------ STUDY MATERIAL

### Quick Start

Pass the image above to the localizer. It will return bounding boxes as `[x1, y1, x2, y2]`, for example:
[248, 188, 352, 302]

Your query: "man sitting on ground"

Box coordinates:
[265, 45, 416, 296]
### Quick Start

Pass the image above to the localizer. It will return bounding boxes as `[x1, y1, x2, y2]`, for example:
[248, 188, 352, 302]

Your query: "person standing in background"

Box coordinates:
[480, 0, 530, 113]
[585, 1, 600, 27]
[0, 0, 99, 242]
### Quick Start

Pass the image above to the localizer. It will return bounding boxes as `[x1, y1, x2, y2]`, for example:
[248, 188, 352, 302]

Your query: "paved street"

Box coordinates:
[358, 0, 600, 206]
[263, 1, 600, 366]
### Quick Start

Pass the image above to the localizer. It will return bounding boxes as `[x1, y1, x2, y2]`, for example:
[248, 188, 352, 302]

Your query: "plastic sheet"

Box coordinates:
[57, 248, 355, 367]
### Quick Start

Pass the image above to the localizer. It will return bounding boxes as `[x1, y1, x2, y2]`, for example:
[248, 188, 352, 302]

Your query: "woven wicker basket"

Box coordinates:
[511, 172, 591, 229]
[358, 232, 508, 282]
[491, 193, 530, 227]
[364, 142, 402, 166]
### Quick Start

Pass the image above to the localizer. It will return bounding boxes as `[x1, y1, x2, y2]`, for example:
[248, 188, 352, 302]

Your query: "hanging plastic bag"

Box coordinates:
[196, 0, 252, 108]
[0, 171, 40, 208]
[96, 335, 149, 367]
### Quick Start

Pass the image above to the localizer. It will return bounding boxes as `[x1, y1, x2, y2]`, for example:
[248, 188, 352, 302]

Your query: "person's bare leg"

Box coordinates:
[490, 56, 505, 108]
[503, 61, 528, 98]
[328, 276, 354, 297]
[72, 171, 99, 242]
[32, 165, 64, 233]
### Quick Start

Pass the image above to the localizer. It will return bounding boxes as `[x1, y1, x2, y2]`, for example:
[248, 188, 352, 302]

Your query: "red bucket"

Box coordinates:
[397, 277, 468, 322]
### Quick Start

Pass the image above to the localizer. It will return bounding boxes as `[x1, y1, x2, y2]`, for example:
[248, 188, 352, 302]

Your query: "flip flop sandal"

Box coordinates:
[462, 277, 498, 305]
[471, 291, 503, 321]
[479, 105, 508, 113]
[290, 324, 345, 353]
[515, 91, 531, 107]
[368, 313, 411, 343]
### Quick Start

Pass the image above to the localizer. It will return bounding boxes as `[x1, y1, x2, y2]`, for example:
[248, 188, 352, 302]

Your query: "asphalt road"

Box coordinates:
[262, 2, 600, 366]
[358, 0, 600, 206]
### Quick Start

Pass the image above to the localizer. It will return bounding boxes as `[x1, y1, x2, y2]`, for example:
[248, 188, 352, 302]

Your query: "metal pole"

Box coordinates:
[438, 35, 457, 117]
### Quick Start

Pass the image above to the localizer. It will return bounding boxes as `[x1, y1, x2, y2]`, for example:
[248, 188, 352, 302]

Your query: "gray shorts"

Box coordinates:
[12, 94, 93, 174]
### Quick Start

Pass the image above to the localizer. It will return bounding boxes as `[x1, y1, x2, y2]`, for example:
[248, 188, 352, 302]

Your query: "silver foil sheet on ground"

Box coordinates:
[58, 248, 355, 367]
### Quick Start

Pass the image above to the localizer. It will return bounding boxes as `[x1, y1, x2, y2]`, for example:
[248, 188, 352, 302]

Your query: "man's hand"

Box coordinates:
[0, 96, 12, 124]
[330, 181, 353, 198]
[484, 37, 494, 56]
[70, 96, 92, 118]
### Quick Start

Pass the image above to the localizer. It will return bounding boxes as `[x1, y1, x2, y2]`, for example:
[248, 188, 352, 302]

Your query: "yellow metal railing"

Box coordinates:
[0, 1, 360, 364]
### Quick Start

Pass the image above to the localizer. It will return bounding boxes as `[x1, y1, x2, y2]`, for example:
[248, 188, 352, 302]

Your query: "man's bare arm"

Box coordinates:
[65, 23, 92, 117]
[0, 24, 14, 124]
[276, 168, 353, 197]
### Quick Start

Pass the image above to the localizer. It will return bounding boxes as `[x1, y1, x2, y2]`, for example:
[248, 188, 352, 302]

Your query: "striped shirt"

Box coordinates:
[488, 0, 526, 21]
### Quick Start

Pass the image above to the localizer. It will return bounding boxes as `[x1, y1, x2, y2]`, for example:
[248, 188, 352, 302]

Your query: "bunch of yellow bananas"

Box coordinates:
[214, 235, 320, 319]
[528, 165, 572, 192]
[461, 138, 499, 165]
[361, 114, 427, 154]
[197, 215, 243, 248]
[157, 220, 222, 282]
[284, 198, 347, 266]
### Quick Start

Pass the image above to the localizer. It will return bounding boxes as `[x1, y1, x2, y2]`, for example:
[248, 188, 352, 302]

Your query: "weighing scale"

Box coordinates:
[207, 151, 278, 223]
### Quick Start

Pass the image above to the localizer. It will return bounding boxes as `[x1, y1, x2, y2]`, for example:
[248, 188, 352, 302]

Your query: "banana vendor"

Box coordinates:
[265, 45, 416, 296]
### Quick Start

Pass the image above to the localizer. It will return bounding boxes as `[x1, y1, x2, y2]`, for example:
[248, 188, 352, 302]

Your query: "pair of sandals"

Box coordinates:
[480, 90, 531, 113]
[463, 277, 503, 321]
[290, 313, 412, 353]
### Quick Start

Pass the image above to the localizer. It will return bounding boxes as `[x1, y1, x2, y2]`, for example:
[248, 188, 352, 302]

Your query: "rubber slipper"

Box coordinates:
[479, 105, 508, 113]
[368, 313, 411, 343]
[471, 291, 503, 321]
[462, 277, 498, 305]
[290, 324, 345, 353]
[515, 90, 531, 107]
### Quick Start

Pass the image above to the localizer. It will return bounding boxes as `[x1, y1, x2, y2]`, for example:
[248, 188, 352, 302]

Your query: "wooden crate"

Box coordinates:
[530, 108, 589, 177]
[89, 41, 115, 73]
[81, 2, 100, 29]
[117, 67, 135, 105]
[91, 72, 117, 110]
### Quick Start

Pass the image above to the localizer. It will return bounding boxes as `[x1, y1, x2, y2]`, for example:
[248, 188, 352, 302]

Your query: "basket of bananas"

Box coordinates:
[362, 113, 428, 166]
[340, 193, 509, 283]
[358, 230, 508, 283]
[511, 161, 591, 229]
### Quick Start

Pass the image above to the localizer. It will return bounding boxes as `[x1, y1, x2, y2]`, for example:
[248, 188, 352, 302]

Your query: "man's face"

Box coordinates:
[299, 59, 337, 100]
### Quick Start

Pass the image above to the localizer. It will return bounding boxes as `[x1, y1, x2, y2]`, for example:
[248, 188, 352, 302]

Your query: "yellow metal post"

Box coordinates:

------------

In the data above, which lines have "metal"? Report each of them.

Your query: "metal pole"
Your query: "yellow metal railing"
Your query: "yellow metal post"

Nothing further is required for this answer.